Instructions for the task> From the line containing "the man's knee." down to the last line of the data, output each line word for word and include nothing else.

Data under study>
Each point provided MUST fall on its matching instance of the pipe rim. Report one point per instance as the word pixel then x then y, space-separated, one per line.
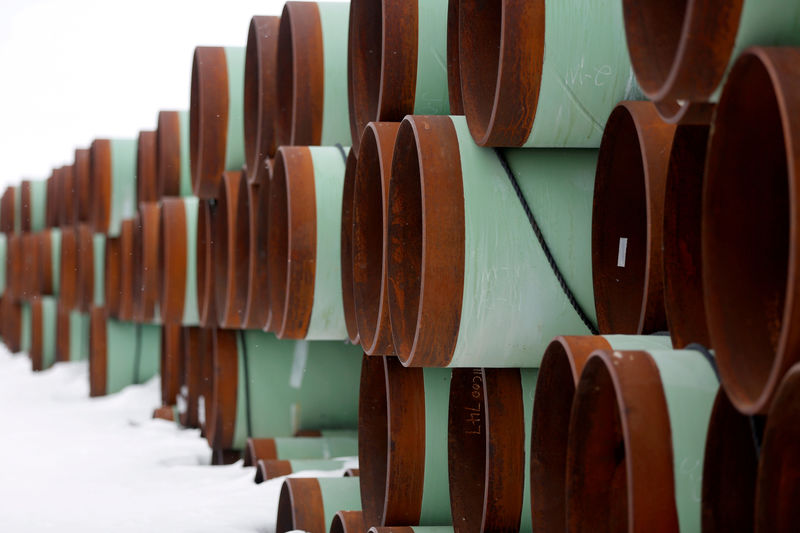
pixel 680 51
pixel 426 241
pixel 499 82
pixel 370 222
pixel 628 201
pixel 300 76
pixel 391 441
pixel 208 119
pixel 260 94
pixel 751 370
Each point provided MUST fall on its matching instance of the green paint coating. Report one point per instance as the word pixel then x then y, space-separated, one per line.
pixel 49 306
pixel 191 313
pixel 435 490
pixel 690 387
pixel 99 258
pixel 327 314
pixel 38 203
pixel 585 72
pixel 123 183
pixel 185 165
pixel 25 336
pixel 316 447
pixel 234 146
pixel 529 376
pixel 431 96
pixel 78 336
pixel 339 494
pixel 334 18
pixel 296 385
pixel 55 259
pixel 512 303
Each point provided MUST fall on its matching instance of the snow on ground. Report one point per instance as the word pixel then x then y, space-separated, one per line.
pixel 73 463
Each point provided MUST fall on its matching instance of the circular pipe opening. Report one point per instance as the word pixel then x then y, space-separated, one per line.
pixel 746 235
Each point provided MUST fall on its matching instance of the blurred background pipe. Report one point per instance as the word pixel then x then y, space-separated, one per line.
pixel 397 54
pixel 627 220
pixel 216 116
pixel 311 75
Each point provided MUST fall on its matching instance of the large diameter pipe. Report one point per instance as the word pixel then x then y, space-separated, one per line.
pixel 112 181
pixel 260 96
pixel 43 333
pixel 750 262
pixel 683 207
pixel 230 249
pixel 370 237
pixel 311 75
pixel 395 61
pixel 302 385
pixel 559 372
pixel 402 443
pixel 178 266
pixel 538 74
pixel 459 294
pixel 627 220
pixel 309 504
pixel 681 52
pixel 216 118
pixel 636 440
pixel 778 485
pixel 346 253
pixel 120 353
pixel 304 257
pixel 173 171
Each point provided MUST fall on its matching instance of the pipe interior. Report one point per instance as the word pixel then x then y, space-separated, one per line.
pixel 405 240
pixel 368 227
pixel 597 496
pixel 746 227
pixel 620 212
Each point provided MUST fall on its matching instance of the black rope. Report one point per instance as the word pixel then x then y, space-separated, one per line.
pixel 546 249
pixel 246 383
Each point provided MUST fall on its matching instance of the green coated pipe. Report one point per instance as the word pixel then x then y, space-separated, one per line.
pixel 309 504
pixel 468 287
pixel 301 385
pixel 656 405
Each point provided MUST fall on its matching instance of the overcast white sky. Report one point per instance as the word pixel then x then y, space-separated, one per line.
pixel 74 70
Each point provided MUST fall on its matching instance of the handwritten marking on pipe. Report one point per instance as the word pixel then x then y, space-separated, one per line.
pixel 622 253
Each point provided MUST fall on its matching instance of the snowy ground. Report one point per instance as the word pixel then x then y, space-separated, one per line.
pixel 71 463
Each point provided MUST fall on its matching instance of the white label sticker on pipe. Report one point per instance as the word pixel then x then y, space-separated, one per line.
pixel 623 251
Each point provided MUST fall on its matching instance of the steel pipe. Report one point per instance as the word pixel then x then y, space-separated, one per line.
pixel 120 353
pixel 302 385
pixel 636 439
pixel 112 180
pixel 179 260
pixel 402 443
pixel 43 333
pixel 683 206
pixel 311 75
pixel 454 283
pixel 309 504
pixel 750 262
pixel 230 250
pixel 395 61
pixel 682 52
pixel 538 74
pixel 304 257
pixel 260 96
pixel 216 119
pixel 627 220
pixel 777 485
pixel 173 170
pixel 370 237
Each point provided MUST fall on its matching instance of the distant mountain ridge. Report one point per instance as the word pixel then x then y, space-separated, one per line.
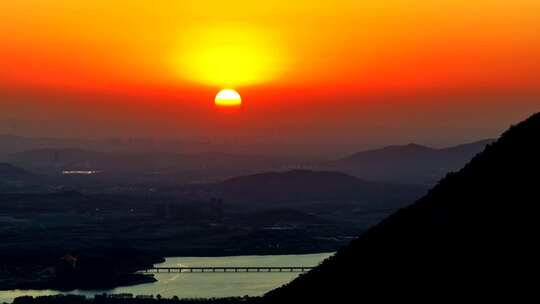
pixel 8 171
pixel 471 237
pixel 296 186
pixel 411 164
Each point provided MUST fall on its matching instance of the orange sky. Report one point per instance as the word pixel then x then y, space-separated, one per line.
pixel 289 59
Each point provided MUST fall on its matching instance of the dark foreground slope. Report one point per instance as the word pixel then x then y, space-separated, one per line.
pixel 472 236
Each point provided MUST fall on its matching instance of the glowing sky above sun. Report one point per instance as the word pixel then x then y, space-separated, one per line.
pixel 310 69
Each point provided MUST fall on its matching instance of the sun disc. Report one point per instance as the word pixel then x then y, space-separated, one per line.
pixel 228 98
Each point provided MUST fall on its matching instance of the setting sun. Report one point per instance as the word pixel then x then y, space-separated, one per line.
pixel 228 56
pixel 228 98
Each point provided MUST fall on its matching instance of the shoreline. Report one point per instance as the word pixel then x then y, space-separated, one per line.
pixel 136 278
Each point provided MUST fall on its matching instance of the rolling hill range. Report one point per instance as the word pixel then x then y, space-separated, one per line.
pixel 300 186
pixel 410 164
pixel 471 237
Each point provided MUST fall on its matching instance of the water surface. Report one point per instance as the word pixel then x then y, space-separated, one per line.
pixel 203 285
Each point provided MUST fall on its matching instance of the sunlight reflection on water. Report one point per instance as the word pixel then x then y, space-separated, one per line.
pixel 197 285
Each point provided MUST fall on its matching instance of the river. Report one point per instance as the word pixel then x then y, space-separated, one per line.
pixel 203 285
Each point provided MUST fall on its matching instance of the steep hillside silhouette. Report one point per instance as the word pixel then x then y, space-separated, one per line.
pixel 473 236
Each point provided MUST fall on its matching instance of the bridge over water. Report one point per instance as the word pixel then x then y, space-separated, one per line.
pixel 226 269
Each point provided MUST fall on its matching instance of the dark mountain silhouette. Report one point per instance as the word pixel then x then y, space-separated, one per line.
pixel 297 186
pixel 409 163
pixel 472 237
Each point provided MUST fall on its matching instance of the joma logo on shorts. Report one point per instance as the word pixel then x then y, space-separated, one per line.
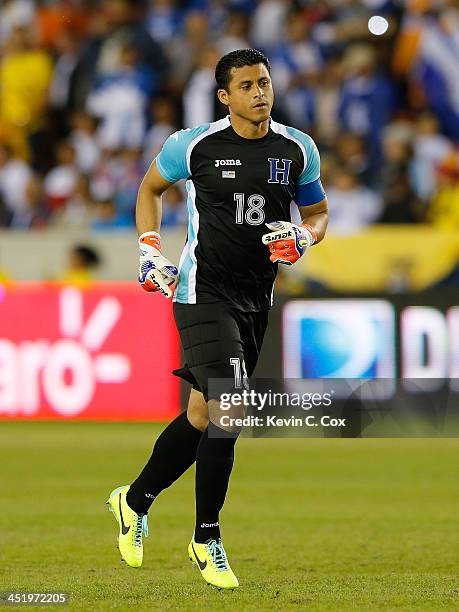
pixel 227 162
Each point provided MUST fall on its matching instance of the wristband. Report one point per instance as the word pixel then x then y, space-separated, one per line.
pixel 152 239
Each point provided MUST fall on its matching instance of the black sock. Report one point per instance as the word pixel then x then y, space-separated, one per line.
pixel 214 462
pixel 174 452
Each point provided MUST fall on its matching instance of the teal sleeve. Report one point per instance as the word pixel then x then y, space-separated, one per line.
pixel 173 159
pixel 311 171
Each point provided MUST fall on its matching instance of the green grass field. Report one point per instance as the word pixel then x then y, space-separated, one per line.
pixel 315 524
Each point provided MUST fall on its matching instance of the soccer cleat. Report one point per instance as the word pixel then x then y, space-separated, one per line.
pixel 132 526
pixel 213 563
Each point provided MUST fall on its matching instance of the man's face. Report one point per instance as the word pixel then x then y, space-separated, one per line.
pixel 250 93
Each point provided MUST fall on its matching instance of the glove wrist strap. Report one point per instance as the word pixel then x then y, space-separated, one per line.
pixel 311 230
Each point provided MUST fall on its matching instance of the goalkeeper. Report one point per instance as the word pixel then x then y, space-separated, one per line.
pixel 242 174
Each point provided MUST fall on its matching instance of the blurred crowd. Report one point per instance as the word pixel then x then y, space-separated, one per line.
pixel 89 91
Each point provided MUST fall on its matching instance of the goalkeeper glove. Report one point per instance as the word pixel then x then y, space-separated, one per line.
pixel 156 273
pixel 288 241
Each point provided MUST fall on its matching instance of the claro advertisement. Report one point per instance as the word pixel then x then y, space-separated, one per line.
pixel 102 353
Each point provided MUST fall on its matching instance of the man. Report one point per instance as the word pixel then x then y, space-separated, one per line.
pixel 243 172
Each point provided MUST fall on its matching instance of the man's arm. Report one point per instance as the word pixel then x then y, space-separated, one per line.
pixel 156 273
pixel 316 216
pixel 148 210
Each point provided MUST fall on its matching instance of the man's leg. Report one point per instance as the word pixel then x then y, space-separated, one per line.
pixel 173 453
pixel 214 463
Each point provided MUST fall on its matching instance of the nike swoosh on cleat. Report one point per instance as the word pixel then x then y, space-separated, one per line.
pixel 202 566
pixel 124 529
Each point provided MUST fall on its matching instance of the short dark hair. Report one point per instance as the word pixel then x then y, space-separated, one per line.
pixel 238 59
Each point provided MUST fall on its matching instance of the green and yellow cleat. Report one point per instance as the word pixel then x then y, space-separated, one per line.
pixel 132 526
pixel 213 564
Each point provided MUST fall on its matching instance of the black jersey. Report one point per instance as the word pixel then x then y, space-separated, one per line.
pixel 235 185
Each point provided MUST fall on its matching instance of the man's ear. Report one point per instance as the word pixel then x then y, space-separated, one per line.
pixel 223 96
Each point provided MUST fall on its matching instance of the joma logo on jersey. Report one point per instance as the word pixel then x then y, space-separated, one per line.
pixel 278 170
pixel 227 162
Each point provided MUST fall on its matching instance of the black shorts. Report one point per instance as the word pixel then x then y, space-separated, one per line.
pixel 213 336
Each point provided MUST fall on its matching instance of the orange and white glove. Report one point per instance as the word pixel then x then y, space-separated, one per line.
pixel 287 242
pixel 156 273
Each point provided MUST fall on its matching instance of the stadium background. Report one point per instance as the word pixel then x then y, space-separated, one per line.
pixel 88 93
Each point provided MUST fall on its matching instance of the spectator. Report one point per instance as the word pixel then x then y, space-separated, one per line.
pixel 78 210
pixel 163 125
pixel 163 20
pixel 120 101
pixel 327 93
pixel 199 100
pixel 15 176
pixel 83 262
pixel 400 203
pixel 430 148
pixel 61 180
pixel 367 97
pixel 184 51
pixel 265 31
pixel 353 206
pixel 107 218
pixel 14 14
pixel 174 208
pixel 352 153
pixel 25 77
pixel 113 29
pixel 235 33
pixel 35 214
pixel 60 95
pixel 444 208
pixel 85 143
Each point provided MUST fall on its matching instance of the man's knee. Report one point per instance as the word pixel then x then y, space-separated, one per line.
pixel 197 411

Result for this task>
Each point provided MUST fall on its matching instance of the man's knee. Report one point per instance as the word pixel then x then y, space-separated, one per line.
pixel 197 411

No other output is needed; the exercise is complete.